#### [CONSIGNES]
A: Répondez en une ligne à chaque question sur le texte consacré à Bernadette Cornuau.
(i) Quel âge avait Bernadette lorsqu'elle était secrétaire de direction auprès du patron de la plus grande entreprise de luxe française ?
(ii) De quoi Bernadette est-elle morte en 2012 ?
(iii) En quelle année Bernadette frappe-t-elle à la porte de la baraque en planches qui sert de bureau au Père Joseph ?
B: Poursuivez en quelques lignes le texte consacré à Bernadette Cornuau, à partir de sa dernière phrase.

J' AI CHERCHE SI C'ETAIT VRAI

Bernadette Cornuau , une femme engagée

 

Jean-Michel Defromont

Editions Quart monde

 

Qu'est-ce qui a poussé Bernadette , vingt trois ans ,  jeune secrétaire de Direction auprès du patron de la plus grande entreprise de luxe française , à faire un virage à trois cent soixante degrés l'amenant au camp de Noisy- le grand , dans lequel des familles en grande difficulté , ont échoué par centaines ?

Elle dit elle-même : « ce ne sont pas les conditions de vie difficiles , ni la pauvreté qui m'ont atteinte , c'est la misère , dans le sens d'être considéré comme rien , complètement déprécié par les autres . Mon centre de gravité , c'est le refus de l'injustice , le refus de l'exclusion .Un combat pour la reconnaissance. »

Pas étonnant alors qu'elle ait oeuvré auprès du Père Joseph Wresinsky , dans le mouvement « Aide à toute détresse » plus connu sous l'appellation ATD Quart monde  , jusqu'à sa mort en 2012 , emportée par une amylose.

A la toute fin de sa vie , Bernadette a accepté que J.P.Defromont , Volontaire permanent , qui la connait depuis trente huit ans , écrive avec elle son parcours singulier , qui pour beaucoup reste un mystère.

L'auteur précise qu'à sa première rencontre avec Bernadette , en 1974 : « si cette femme de 40 ans m'intimidait c'est d'abord parce que , depuis 17 ans déjà , elle , qui n'avait pourtant rien d'une baroudeuse , bourlinguait de ghettos en bidonvilles , aussi bien en Europe qu'en Amérique du Nord ou au Moyen-Orient »

Un samedi de1957, Bernadette frappe à la porte d'une baraque en planches qui sert de bureau au Père Joseph.A peine entrée il lui dit «  vous avez du temps ? Je dois aller voir une famille , ça ne vous ennuie pas ? » Bernadette le suit ,  assiste à la visite , bouleversée par ce qu 'elle voit et entend : chaises cassées , pas de tasses pour le café , le père couché sur un matelas à même la terre battue.

#### [INFORMATIONS EXTRAITES]
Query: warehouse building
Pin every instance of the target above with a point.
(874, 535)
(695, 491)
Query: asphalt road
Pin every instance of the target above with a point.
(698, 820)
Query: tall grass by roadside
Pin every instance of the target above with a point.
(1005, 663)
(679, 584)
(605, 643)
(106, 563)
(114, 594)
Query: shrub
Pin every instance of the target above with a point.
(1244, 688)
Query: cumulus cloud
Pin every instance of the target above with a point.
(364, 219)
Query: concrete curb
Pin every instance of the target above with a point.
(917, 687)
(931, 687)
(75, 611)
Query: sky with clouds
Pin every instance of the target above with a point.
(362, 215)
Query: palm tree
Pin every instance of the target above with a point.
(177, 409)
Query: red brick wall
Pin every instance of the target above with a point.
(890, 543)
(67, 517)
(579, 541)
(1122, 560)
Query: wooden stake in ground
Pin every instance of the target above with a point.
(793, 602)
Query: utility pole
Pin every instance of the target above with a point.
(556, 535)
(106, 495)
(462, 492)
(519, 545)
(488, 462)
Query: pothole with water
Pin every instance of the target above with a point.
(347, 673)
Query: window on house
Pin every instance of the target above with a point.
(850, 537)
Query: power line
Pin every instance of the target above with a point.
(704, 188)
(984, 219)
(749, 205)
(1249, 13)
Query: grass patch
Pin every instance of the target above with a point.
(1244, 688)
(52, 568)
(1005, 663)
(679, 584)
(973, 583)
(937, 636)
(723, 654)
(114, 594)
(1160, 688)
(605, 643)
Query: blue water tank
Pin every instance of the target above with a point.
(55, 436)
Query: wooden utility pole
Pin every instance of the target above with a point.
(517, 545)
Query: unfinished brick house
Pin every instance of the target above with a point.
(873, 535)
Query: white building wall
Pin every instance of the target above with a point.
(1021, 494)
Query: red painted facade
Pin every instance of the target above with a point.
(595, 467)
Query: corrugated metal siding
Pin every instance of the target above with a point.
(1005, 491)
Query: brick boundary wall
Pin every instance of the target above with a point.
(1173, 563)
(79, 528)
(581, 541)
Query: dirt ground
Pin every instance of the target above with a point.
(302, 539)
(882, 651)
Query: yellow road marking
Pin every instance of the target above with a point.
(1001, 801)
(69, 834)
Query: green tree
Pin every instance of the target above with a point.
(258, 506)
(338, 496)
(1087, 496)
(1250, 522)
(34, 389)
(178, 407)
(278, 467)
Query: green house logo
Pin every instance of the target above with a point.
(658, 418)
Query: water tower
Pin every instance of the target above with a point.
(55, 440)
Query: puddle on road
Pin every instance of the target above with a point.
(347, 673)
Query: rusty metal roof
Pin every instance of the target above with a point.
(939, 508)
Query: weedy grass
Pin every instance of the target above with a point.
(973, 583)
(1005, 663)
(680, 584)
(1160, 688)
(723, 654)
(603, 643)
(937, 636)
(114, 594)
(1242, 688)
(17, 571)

--

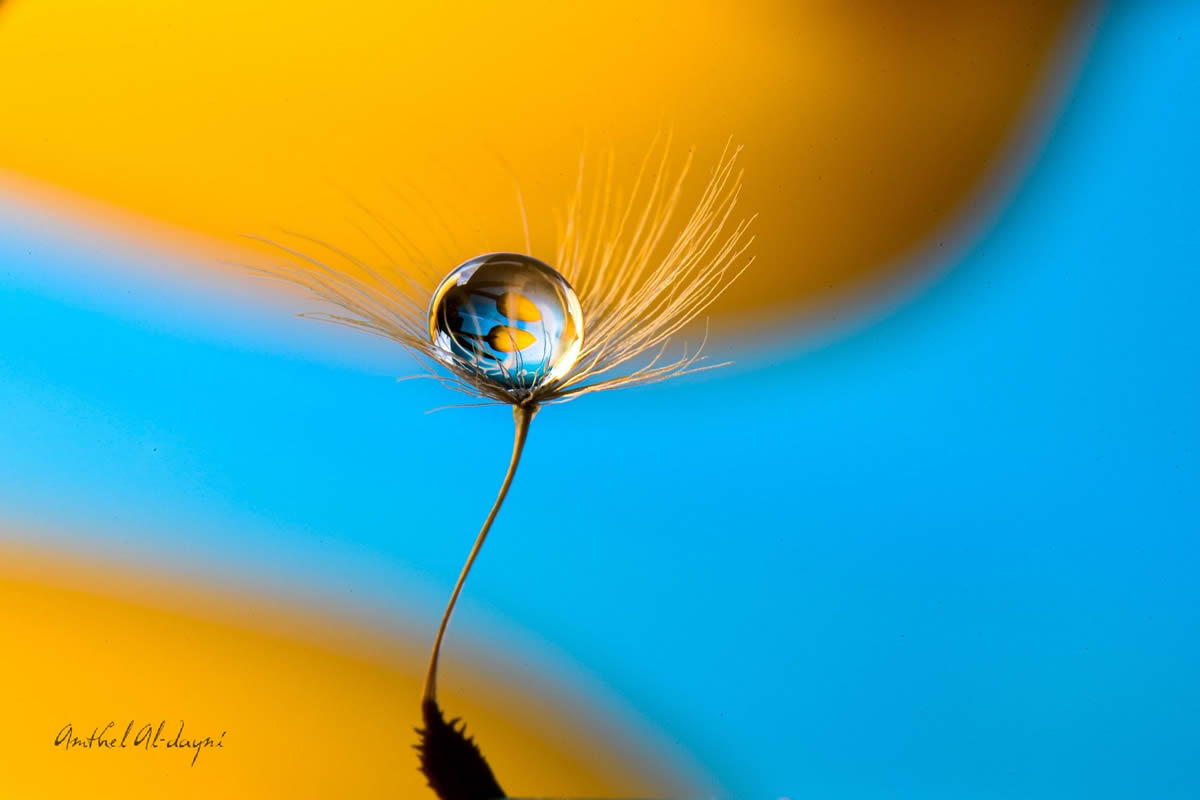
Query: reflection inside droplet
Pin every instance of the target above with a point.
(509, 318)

#### [CORRIGÉ]
A:
(i) Vingt-trois ans.
(ii) D'une amylose.
(iii) En 1957.

B:
Le Père Joseph avait dit peu de choses à cette mère qui n'avait pas arrêté de parler « la visite ayant duré le temps nécessaire à cette femme pour éteindre l'incendie de ses mots .Puis le Père Joseph s'est levé , sans faire de commentaire , ni donner de conseils.Juste : merci pour le café.

Le Père Joseph appliquera cette ligne de conduite tout au long de sa vie : lutter contre l'exclusion , donner la parole à ceux qui ne l'ont jamais , écouter , ne pas parler ni décider  à leur place , en veillant à ce que personne ne reste seul devant la misère.

Il ira jusqu'à faire toutes les démarches possibles  pour que le monde des intellectuels et des scientifiques ouvre ses portes à ce qu'il appelait  «  son peuple »

Ce fut le 1er juin 1983 ,  dans le grand amphithéâtre de la Sorbonne débordant d'hommes et de femmes dont la plupart n'en aurait jamais  franchi les portes sans cette occasion , que résonna la voix d'un homme dont le défi était de montrer d'une part que les gens à qui le savoir manquait le plus avaient le droit d'y accéder , et d'autre part que les détenteurs de ce savoir avaient à prendre conscience qu'il leur en manquait un précisément : le savoir de ceux qui en étaient le plus privés.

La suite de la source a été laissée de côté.